START DOCUMENT SECTION
Am I the only one who sees the words “Hoppy Sour” and can’t help but expect a hoppy kettle sour? I blame the meteoric rise of kettle sours over the past few years for this - my brain has been conditioned to expect this as the norm. But Bridge Road’s newest addition to the Mayday Hills series is not a kettle sour; as with all other Mayday Hills beers, it’s fermented in an oak foedre, and develops its sourness from the yeast and bacteria therein.
So, while my brain had the misguided expectation of a zippy little thing with a clean, simple flavour profile - the Vespa of sour beers - the reality of the Mayday Hills Hoppy Sour had more to inspect and appreciate, with complexities aplenty, more akin to the vintage postie bike of sour beers.
END DOCUMENT SECTION
START RECORDS
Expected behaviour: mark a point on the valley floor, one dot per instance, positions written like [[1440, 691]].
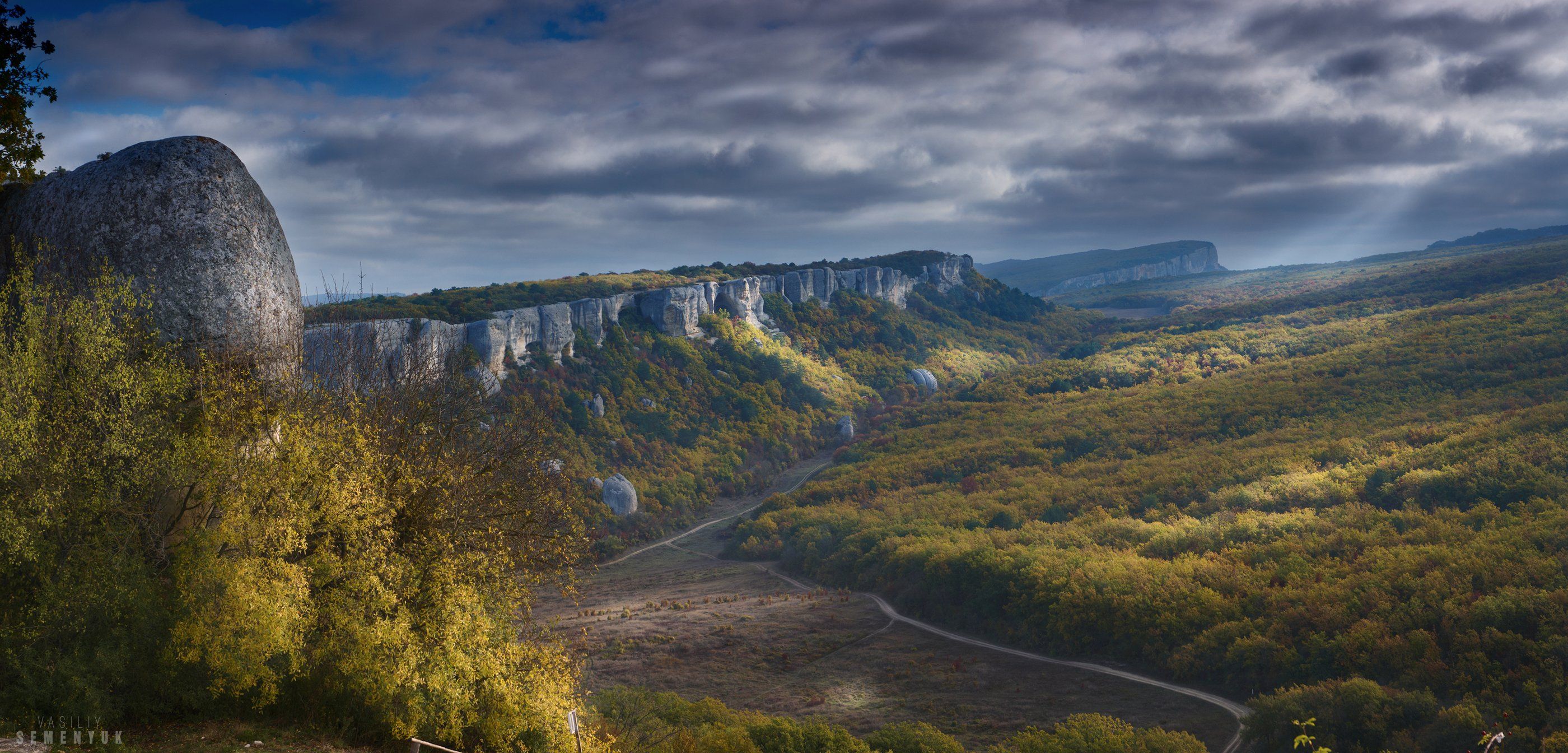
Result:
[[676, 620]]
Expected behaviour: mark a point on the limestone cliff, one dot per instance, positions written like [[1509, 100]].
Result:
[[187, 224], [402, 349], [1194, 262]]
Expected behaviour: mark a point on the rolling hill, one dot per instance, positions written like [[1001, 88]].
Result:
[[1056, 275], [1337, 489]]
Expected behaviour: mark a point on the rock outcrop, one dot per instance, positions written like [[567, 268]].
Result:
[[1202, 259], [400, 349], [187, 224], [846, 429], [620, 496]]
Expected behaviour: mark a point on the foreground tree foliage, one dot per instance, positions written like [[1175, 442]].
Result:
[[179, 540], [1359, 504], [689, 421]]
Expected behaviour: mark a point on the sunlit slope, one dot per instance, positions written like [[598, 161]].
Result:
[[1376, 489], [1412, 278]]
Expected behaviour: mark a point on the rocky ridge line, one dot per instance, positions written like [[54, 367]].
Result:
[[396, 349]]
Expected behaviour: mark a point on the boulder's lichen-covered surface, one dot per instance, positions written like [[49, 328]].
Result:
[[847, 429], [185, 220], [552, 327]]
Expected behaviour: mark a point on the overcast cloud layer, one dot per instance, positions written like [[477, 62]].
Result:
[[473, 142]]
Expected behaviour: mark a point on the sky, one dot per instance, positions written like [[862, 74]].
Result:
[[469, 142]]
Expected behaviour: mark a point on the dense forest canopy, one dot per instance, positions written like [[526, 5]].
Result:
[[460, 305], [1341, 491]]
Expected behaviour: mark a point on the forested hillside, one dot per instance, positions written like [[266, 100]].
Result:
[[1341, 490]]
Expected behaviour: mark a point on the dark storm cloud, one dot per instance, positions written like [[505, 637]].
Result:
[[483, 140], [1449, 29]]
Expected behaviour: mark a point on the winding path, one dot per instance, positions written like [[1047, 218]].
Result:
[[893, 614]]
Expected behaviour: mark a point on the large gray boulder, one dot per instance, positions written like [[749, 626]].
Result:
[[620, 495], [189, 225]]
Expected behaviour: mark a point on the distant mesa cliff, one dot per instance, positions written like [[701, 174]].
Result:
[[1501, 236], [187, 222], [184, 219], [396, 349], [1056, 275]]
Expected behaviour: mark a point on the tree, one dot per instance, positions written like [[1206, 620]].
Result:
[[21, 146]]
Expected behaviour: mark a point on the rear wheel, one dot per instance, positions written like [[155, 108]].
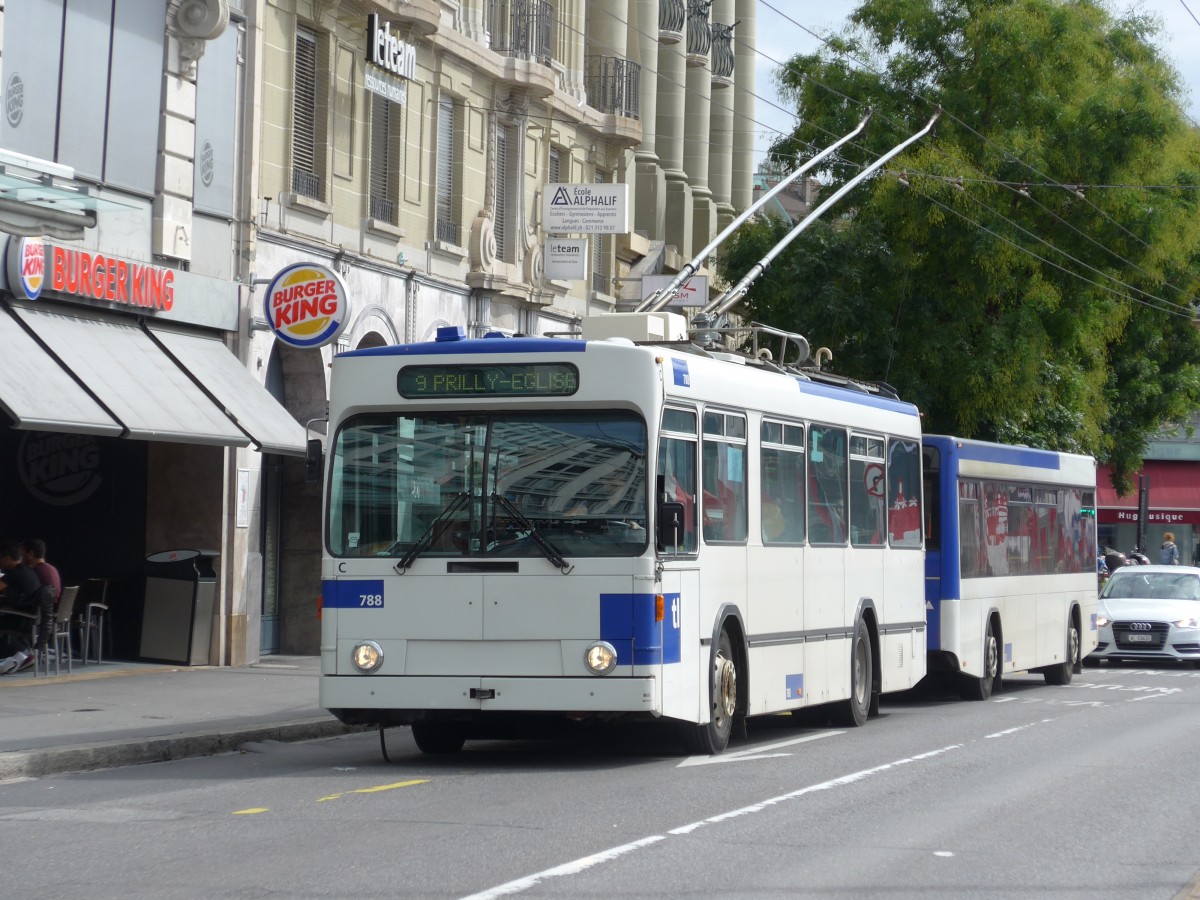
END RECORDS
TASK SET
**a.** In the beer review above, what is the Mayday Hills Hoppy Sour fermented in?
**b.** Translate this sentence from the beer review into Spanish: "I blame the meteoric rise of kettle sours over the past few years for this - my brain has been conditioned to expect this as the norm."
**c.** Write the next part of the review of the Mayday Hills Hoppy Sour, picking up after its final sentence.
The data above is not needed for any of this work.

ANSWERS FOR EACH ITEM
**a.** It is fermented in an oak foedre.

**b.** Culpo de esto al meteórico auge de las kettle sours en los últimos años: mi cerebro ha sido condicionado para esperar esto como lo normal.

**c.**
This golden farmhouse ale pours a light brown that looks a lot like cloudy apple juice, which is perfectly fitting considering cloudy apple juice is one of the aromatic characteristics of the beer. But it’s not alone - as well as apple juice, there’s a gentle strain of medicinal phenols interwoven with the soft sweetness of grapes edging towards overripe. While it’s dry-hopped with familiar friends Galaxy and Vic Secret, the fruity hop characters are somewhat unfamiliar and fresh, like when your friend returns from a year overseas with a full-body tan, a rugged beard and some new laughter lines.
It’s sour but not sharp, complex without being confronting, and dry but never dull.
If that’s not enough to grab your attention, it’s also 3.8 percent ABV, and the second of the Mayday Hills series to become a year-round release.